■ WORK TO COMPLETE
According to the NDIS funding text, what must participants provide evidence of to gain access to the NDIS?

■ PASSAGE PROVIDED
-------------------------
How can I get NDIS funding?
In order to gain access to the NDIS, participants require evidence of impaired daily functioning. In other words, proof that the individual's capacity for independence and self-care is in someway compromised and requiring specialist support.
In the field of mental health, this proof of disability may be provided by a medical professional (such as a paediatrician or psychiatrist) or a clinical psychologist.
Our team of psychologists help families looking to access the NDIS for the first time. Contact us to find out how we can help your loved one.
Psychological Assessments & the NDIS
Psychological assessments are often used as evidence of a child's disability in order to access funding.
With few exceptions, children diagnosed with a pervasive and lifelong psychiatric condition (such as Autism or Intellectual Disability) will be eligible for some type of benefit under the scheme.
While it is helpful, you do not necessarily need a formal diagnosis to access the NDIS, just evidence of impaired daily functioning that is likely to persist throughout the lifespan.
Our psychologists can identify these impairments, provide evidence for NDIS applications and support with treatment planning.
Where should I go for more information?
If you are just starting your NDIS journey, it is worth contacting your NDIS Local Area Coordinator (LAC) to find out more about the scheme.
-------------------------
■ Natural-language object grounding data
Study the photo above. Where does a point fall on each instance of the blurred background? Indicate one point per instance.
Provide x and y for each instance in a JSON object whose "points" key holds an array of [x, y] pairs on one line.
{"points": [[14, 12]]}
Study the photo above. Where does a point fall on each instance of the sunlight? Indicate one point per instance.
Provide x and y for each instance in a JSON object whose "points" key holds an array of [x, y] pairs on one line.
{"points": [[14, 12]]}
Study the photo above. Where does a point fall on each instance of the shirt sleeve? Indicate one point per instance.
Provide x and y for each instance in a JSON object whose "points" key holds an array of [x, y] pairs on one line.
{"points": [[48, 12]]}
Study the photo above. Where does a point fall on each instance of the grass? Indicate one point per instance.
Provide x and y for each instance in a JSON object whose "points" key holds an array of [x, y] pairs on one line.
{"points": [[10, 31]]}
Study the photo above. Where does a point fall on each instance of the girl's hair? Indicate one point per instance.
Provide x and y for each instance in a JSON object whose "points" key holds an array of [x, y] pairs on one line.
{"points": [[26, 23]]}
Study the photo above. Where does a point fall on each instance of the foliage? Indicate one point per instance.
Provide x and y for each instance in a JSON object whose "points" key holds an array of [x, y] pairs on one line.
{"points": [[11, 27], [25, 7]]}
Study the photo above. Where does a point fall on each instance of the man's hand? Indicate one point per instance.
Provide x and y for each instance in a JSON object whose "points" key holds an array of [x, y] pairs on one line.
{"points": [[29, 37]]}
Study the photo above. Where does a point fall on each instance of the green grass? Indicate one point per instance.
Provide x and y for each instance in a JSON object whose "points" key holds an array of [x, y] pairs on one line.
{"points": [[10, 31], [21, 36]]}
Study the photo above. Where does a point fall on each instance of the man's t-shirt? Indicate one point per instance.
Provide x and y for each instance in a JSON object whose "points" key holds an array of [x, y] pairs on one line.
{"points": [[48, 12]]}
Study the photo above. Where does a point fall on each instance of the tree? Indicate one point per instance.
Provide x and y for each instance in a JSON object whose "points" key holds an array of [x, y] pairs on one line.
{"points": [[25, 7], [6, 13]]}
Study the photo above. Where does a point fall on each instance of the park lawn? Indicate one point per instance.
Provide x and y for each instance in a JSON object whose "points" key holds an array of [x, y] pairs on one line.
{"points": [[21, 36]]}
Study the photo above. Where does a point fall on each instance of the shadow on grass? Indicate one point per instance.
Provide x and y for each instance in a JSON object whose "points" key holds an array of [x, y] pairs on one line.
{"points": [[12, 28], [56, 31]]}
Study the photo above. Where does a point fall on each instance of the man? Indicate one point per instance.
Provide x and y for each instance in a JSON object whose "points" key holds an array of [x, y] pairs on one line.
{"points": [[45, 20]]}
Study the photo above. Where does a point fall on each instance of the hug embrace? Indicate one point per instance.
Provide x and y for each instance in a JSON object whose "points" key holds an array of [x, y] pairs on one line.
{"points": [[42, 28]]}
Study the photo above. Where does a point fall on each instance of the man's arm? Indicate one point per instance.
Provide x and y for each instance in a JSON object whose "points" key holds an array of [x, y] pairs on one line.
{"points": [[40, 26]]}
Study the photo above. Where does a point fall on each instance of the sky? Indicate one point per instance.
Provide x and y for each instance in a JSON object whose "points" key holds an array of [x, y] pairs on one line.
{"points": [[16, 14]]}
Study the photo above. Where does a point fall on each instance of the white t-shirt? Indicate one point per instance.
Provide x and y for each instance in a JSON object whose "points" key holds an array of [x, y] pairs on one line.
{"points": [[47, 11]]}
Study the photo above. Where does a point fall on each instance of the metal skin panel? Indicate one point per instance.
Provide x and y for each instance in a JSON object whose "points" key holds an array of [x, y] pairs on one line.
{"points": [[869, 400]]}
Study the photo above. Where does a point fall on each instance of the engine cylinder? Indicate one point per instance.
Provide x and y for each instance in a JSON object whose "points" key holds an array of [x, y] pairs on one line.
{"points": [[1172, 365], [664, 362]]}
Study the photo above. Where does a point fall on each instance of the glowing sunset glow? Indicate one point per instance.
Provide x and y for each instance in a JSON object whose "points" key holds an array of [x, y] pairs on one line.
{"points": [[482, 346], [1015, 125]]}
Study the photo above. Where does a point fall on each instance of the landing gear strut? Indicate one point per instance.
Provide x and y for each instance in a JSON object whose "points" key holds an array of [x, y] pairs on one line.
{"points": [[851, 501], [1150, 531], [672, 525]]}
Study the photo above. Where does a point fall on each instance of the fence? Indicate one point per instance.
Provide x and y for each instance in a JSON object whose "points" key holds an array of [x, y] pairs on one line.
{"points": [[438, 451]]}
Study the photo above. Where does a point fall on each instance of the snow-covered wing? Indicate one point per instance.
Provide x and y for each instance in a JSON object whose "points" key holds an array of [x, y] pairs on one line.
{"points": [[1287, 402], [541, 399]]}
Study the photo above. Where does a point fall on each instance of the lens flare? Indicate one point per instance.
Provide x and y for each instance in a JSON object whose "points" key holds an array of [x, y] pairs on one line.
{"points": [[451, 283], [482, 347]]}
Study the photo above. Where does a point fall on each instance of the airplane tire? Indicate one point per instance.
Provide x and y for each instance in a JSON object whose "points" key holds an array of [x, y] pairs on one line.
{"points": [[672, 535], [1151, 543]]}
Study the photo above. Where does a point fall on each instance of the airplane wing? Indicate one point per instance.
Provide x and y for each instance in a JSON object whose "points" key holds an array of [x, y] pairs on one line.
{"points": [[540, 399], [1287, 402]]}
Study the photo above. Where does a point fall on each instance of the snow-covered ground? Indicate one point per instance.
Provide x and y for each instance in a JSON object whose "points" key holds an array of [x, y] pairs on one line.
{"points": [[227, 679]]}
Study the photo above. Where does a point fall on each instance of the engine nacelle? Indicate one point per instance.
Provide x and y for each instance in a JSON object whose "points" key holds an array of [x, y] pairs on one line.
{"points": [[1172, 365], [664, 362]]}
-------------------------
■ OUTPUT
Impaired daily functioning.